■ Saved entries
★ ★ ★ ★
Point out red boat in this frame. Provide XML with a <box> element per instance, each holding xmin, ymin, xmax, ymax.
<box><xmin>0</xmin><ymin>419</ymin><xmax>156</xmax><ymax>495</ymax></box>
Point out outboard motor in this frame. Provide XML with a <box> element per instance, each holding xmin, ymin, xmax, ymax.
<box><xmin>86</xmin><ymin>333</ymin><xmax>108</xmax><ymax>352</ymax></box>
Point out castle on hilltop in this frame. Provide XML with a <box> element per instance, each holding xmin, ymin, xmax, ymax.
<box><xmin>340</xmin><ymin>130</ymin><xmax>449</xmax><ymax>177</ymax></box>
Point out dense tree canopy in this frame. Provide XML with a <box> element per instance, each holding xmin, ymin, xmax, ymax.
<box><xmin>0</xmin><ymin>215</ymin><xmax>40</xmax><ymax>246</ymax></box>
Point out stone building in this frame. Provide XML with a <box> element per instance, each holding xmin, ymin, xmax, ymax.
★ ★ ★ ★
■ Description of the task
Make an exact copy of all the entries above.

■ Answer for this exercise
Point out red boat in this frame. Provide XML with a <box> element per instance, each holding xmin, ymin, xmax, ymax.
<box><xmin>0</xmin><ymin>419</ymin><xmax>156</xmax><ymax>495</ymax></box>
Point out outboard motor in this frame. Provide XML with a <box> element per instance, each holding xmin, ymin, xmax, ymax.
<box><xmin>86</xmin><ymin>333</ymin><xmax>108</xmax><ymax>352</ymax></box>
Point out castle on hilltop in this frame. Provide XML with a <box> element per instance, each holding xmin, ymin, xmax, ymax.
<box><xmin>340</xmin><ymin>130</ymin><xmax>449</xmax><ymax>177</ymax></box>
Point out dense tree canopy in this frame. Provide XML with a <box> element per instance, each holding xmin, ymin, xmax, ymax.
<box><xmin>0</xmin><ymin>215</ymin><xmax>40</xmax><ymax>246</ymax></box>
Point out stone building in this frame. Provide XML with a <box> element per instance, each holding xmin, ymin, xmax, ymax.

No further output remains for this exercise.